Exercise objective ->
Give again, word for word, each line of the data from the first through the one containing "the black dog". Pictures stay out.
Records for this exercise START
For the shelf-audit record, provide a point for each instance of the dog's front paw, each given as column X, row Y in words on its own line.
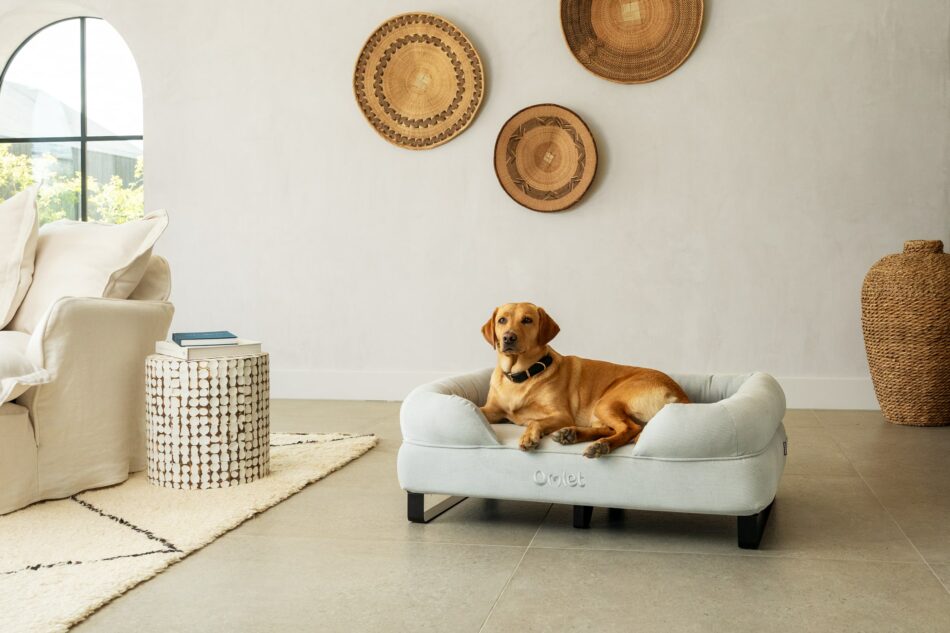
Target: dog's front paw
column 528, row 442
column 597, row 449
column 565, row 436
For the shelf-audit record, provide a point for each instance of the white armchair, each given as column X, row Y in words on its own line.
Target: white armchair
column 86, row 427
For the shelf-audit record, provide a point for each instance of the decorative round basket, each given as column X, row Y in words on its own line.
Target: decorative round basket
column 545, row 157
column 905, row 314
column 631, row 41
column 418, row 80
column 207, row 421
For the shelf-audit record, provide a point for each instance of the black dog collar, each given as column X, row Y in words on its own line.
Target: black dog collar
column 543, row 363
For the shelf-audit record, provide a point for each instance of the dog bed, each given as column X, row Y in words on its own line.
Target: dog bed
column 723, row 454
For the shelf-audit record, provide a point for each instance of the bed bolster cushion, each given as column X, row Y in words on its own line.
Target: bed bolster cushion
column 445, row 413
column 741, row 424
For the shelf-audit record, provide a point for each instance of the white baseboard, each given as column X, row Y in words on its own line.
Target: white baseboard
column 801, row 393
column 829, row 393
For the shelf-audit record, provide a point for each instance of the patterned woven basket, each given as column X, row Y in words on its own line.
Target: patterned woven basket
column 905, row 314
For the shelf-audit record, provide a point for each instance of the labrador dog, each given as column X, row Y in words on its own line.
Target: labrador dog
column 572, row 399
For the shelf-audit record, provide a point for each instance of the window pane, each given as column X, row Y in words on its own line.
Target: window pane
column 54, row 165
column 114, row 181
column 40, row 95
column 113, row 87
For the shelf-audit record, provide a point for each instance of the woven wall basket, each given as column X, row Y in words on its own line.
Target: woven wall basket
column 418, row 80
column 545, row 157
column 905, row 313
column 631, row 41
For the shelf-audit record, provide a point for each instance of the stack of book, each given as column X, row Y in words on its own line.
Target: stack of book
column 204, row 345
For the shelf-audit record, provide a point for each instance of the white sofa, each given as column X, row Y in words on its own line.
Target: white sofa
column 84, row 428
column 724, row 454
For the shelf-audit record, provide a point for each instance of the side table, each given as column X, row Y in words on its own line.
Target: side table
column 207, row 421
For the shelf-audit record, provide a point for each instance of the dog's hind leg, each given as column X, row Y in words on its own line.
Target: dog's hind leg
column 624, row 428
column 574, row 434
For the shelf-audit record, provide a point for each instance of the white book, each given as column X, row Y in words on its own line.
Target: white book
column 243, row 347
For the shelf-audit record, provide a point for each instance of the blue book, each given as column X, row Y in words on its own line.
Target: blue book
column 196, row 339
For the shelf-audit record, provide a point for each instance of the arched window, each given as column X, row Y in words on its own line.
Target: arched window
column 71, row 120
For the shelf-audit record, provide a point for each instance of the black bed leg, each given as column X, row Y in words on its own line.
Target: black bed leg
column 582, row 517
column 416, row 507
column 751, row 528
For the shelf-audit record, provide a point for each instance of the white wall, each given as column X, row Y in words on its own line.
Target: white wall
column 738, row 203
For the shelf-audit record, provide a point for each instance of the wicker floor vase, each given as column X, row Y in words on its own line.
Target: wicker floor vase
column 905, row 314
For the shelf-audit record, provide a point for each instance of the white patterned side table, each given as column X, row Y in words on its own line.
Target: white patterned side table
column 208, row 421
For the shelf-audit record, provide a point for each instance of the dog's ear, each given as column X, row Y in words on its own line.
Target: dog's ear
column 488, row 330
column 547, row 328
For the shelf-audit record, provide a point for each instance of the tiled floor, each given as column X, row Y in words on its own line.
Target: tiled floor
column 859, row 540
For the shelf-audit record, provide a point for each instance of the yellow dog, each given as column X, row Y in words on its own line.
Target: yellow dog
column 574, row 399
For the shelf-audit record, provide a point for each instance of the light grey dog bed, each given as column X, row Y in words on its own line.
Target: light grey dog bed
column 723, row 454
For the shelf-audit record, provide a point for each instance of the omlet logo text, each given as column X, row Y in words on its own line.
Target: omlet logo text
column 560, row 480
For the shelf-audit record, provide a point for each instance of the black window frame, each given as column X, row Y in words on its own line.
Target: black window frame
column 83, row 139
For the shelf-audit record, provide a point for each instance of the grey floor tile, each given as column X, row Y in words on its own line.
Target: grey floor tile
column 921, row 508
column 881, row 449
column 848, row 417
column 363, row 501
column 292, row 584
column 574, row 590
column 813, row 517
column 804, row 418
column 813, row 451
column 324, row 416
column 943, row 573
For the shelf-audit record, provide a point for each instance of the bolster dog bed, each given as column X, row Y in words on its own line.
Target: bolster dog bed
column 723, row 454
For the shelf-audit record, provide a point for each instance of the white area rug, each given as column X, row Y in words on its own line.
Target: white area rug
column 62, row 560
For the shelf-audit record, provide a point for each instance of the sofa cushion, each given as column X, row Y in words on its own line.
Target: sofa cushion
column 17, row 374
column 88, row 259
column 156, row 284
column 18, row 234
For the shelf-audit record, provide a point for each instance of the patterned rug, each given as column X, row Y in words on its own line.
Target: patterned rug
column 61, row 560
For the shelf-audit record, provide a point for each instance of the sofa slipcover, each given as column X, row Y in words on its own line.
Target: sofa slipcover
column 722, row 454
column 85, row 426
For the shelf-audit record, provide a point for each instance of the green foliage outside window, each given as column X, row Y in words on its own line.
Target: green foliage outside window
column 113, row 201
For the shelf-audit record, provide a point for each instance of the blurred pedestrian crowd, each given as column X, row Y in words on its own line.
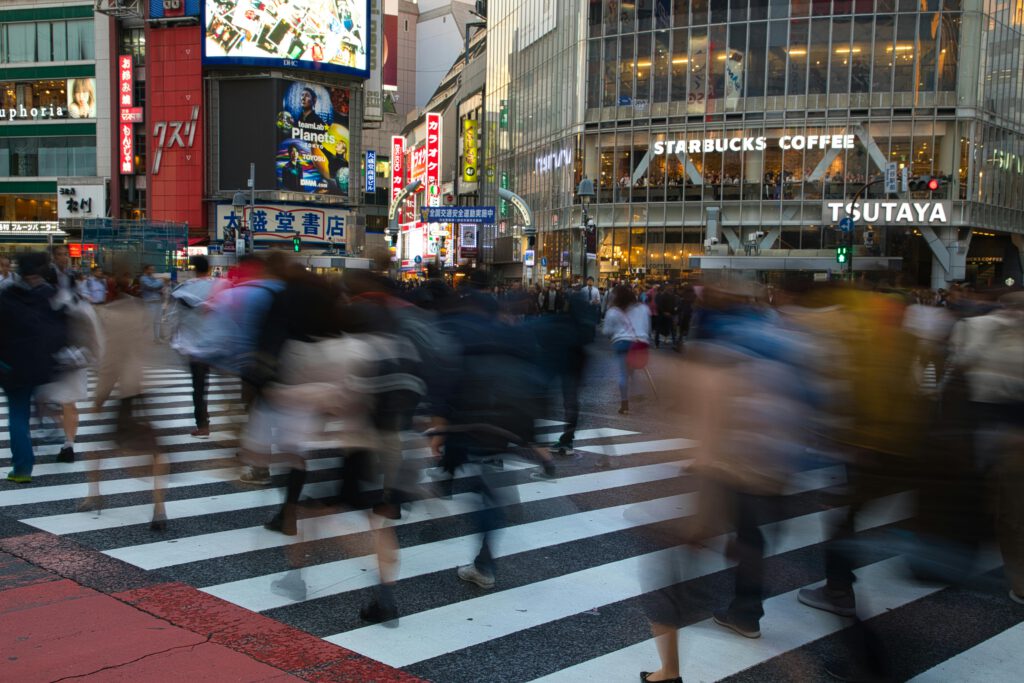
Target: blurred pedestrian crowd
column 904, row 391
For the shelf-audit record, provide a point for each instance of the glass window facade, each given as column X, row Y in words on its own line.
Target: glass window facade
column 70, row 40
column 47, row 157
column 900, row 77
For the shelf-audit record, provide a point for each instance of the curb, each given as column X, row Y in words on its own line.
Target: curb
column 255, row 636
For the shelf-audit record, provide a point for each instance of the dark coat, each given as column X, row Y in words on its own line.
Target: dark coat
column 31, row 333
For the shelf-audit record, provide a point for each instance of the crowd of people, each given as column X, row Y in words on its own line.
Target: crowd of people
column 903, row 390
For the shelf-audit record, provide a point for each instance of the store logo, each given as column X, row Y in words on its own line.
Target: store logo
column 890, row 213
column 171, row 133
column 546, row 163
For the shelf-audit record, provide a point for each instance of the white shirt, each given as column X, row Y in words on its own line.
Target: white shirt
column 633, row 325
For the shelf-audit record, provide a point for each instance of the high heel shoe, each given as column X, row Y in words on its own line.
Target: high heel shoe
column 645, row 674
column 92, row 504
column 159, row 522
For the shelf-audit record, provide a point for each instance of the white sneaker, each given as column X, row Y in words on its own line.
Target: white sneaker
column 472, row 574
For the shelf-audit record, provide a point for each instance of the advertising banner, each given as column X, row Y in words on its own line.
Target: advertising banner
column 397, row 165
column 467, row 241
column 330, row 35
column 461, row 214
column 390, row 56
column 168, row 9
column 81, row 201
column 470, row 150
column 373, row 100
column 175, row 122
column 126, row 146
column 433, row 159
column 283, row 221
column 313, row 135
column 82, row 96
column 371, row 185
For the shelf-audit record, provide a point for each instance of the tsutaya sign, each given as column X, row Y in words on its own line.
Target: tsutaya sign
column 890, row 213
column 753, row 143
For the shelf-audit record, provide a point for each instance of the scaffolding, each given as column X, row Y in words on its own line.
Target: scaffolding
column 129, row 244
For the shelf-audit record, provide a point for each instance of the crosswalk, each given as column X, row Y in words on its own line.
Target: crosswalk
column 577, row 556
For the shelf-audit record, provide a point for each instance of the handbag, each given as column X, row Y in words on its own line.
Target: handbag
column 638, row 353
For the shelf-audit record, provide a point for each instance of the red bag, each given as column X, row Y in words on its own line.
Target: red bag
column 637, row 355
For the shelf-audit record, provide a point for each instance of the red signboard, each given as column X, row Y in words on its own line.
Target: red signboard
column 125, row 81
column 397, row 165
column 174, row 122
column 127, row 150
column 131, row 115
column 434, row 159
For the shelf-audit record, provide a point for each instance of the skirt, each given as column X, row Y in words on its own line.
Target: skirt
column 70, row 386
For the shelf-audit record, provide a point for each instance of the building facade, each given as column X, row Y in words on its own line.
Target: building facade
column 735, row 133
column 54, row 120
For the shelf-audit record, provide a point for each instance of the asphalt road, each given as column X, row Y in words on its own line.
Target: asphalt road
column 579, row 558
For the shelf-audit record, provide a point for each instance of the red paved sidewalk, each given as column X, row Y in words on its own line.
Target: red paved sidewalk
column 124, row 626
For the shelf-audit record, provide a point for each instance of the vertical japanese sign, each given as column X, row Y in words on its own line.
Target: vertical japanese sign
column 371, row 184
column 434, row 159
column 397, row 165
column 470, row 144
column 125, row 99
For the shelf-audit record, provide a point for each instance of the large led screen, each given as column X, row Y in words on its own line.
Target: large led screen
column 330, row 35
column 313, row 139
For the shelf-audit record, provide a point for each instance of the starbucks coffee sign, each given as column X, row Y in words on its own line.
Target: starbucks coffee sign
column 889, row 213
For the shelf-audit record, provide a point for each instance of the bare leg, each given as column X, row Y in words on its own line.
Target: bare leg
column 70, row 422
column 667, row 640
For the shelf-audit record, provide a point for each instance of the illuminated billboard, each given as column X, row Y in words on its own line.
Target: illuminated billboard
column 312, row 139
column 329, row 35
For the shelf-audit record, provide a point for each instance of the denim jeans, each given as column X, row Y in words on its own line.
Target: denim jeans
column 19, row 410
column 621, row 348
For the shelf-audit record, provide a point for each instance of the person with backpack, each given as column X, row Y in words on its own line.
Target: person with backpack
column 628, row 324
column 186, row 318
column 989, row 351
column 563, row 346
column 32, row 334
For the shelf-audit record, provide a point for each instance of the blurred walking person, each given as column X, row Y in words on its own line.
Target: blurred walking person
column 153, row 296
column 187, row 317
column 125, row 322
column 628, row 324
column 32, row 333
column 989, row 350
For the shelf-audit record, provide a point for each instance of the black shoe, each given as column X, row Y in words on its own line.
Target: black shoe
column 91, row 504
column 283, row 522
column 375, row 613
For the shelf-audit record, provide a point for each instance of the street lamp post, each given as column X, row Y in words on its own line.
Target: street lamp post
column 586, row 194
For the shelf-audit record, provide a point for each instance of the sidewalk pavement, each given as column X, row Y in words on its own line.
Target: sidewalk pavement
column 68, row 612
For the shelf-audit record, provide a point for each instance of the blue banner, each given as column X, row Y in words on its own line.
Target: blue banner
column 461, row 214
column 371, row 171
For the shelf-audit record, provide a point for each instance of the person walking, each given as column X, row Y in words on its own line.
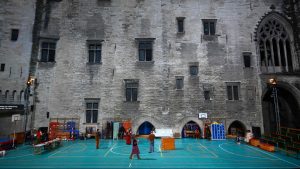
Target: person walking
column 151, row 139
column 97, row 137
column 135, row 149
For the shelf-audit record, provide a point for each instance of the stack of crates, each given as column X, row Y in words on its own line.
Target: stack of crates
column 167, row 143
column 218, row 132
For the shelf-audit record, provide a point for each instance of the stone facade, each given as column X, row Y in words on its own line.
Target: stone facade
column 62, row 87
column 15, row 55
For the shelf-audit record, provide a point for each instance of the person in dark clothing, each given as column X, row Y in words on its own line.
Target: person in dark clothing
column 97, row 137
column 135, row 149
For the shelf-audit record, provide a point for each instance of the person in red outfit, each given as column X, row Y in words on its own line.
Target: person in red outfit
column 38, row 136
column 135, row 149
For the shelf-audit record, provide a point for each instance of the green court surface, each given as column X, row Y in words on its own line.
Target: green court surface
column 189, row 153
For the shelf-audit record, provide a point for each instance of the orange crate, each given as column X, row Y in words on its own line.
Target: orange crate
column 168, row 143
column 267, row 147
column 255, row 142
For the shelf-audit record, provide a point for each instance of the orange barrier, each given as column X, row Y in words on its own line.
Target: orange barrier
column 254, row 142
column 267, row 147
column 167, row 143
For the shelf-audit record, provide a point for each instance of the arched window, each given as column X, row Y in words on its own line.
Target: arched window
column 13, row 96
column 274, row 45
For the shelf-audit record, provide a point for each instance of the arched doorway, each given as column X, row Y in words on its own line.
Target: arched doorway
column 237, row 127
column 288, row 110
column 145, row 128
column 191, row 130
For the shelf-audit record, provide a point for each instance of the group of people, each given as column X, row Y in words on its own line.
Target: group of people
column 135, row 148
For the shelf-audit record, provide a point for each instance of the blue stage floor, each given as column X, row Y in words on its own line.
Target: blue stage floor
column 189, row 153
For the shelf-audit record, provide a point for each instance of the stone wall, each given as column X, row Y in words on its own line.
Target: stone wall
column 65, row 84
column 14, row 14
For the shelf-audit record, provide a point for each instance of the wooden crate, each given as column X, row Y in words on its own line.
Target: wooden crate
column 168, row 143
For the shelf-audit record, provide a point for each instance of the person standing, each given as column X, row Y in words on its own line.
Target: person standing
column 97, row 137
column 135, row 149
column 151, row 139
column 38, row 136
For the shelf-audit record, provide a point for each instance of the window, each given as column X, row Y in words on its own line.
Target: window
column 48, row 52
column 232, row 91
column 209, row 26
column 179, row 83
column 2, row 67
column 247, row 59
column 92, row 106
column 145, row 51
column 180, row 24
column 193, row 70
column 95, row 53
column 14, row 34
column 274, row 46
column 207, row 95
column 131, row 90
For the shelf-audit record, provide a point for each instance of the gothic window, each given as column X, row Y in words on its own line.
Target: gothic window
column 274, row 46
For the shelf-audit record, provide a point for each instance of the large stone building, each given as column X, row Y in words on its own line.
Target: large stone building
column 155, row 62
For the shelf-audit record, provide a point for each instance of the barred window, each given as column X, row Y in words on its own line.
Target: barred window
column 48, row 52
column 95, row 53
column 92, row 107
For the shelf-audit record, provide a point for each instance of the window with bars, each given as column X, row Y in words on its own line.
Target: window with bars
column 180, row 24
column 179, row 83
column 145, row 50
column 232, row 91
column 2, row 67
column 209, row 26
column 207, row 95
column 48, row 52
column 247, row 59
column 95, row 53
column 193, row 70
column 92, row 107
column 131, row 90
column 14, row 34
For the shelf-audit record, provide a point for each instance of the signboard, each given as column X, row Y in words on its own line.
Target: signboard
column 202, row 116
column 11, row 107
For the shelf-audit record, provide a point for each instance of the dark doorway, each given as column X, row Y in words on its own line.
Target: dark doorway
column 145, row 128
column 289, row 115
column 191, row 130
column 236, row 128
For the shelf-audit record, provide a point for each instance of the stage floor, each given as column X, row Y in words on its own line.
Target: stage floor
column 189, row 153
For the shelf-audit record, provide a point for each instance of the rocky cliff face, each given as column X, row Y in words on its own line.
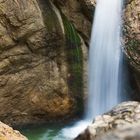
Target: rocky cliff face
column 7, row 133
column 42, row 56
column 35, row 77
column 132, row 39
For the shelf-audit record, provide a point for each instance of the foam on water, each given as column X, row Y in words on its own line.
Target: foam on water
column 105, row 64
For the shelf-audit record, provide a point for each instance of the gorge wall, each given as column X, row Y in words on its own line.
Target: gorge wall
column 43, row 56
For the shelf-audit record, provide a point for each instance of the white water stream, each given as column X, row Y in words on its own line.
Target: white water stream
column 105, row 62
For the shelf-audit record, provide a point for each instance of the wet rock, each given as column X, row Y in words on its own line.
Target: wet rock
column 120, row 116
column 7, row 133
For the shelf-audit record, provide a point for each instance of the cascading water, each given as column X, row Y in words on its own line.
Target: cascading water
column 104, row 64
column 105, row 58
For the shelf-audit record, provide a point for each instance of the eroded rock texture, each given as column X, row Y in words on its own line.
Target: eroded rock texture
column 125, row 114
column 132, row 39
column 7, row 133
column 33, row 63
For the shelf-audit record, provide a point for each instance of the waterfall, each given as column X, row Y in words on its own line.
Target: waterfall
column 105, row 58
column 105, row 64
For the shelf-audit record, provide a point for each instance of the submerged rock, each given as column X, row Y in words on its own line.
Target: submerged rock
column 7, row 133
column 125, row 114
column 129, row 132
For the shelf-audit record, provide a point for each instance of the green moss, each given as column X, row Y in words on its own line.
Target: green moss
column 75, row 60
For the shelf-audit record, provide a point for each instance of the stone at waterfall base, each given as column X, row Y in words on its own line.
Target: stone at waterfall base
column 123, row 118
column 7, row 133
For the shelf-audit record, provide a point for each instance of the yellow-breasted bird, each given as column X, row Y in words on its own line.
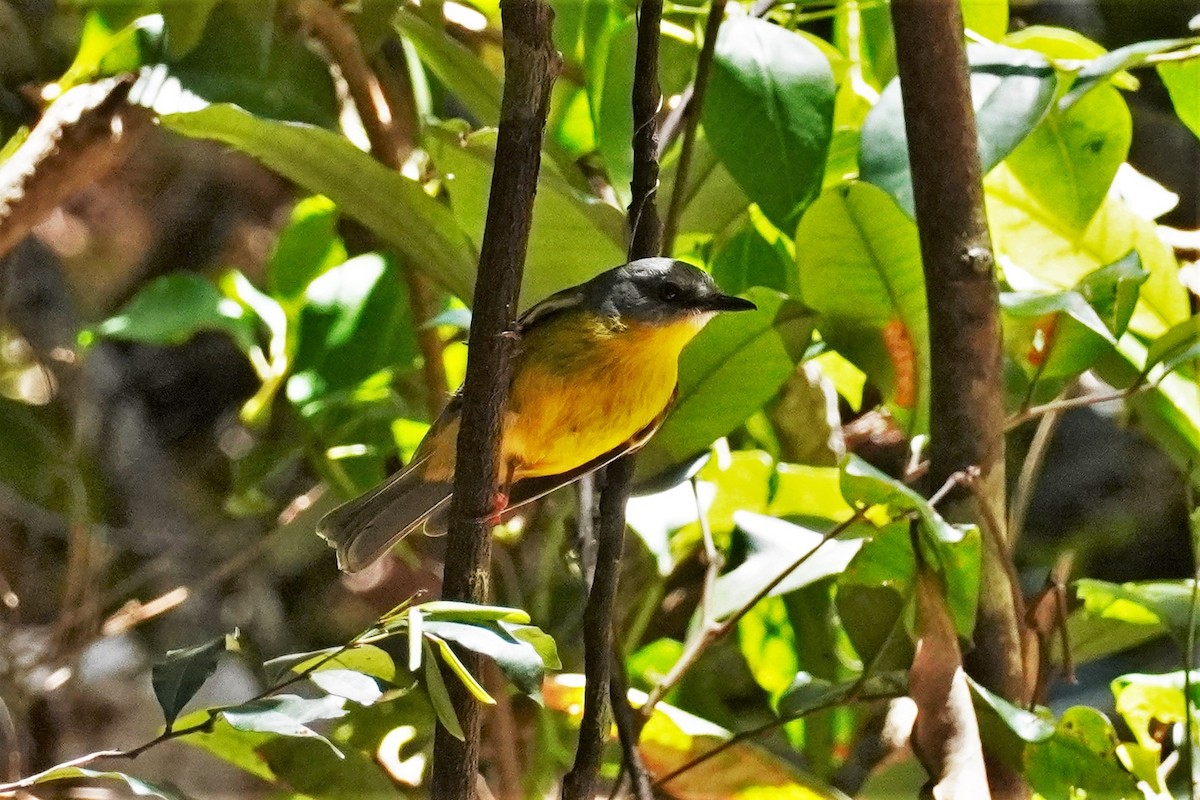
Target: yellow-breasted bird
column 593, row 378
Records for this exercise END
Output of the exercise ->
For the shelf-audit record, provide a point for each instance of the dog's front paw, each given as column X, row Y in words on its own line.
Target: dog's front paw
column 528, row 442
column 597, row 449
column 565, row 436
For the shelf-audit record, provide a point for each instance of the white armchair, each given as column X, row Y in words on its own line.
Target: white armchair
column 86, row 427
For the shelf-audit record, provide a point for each instance of the decorative round basket, each given as column X, row Y in words on its own line.
Target: decorative round basket
column 545, row 157
column 905, row 314
column 631, row 41
column 418, row 80
column 207, row 421
For the shelf-audit record, provide a point for each instance of the black dog collar, each given as column X, row Y in words on its own line.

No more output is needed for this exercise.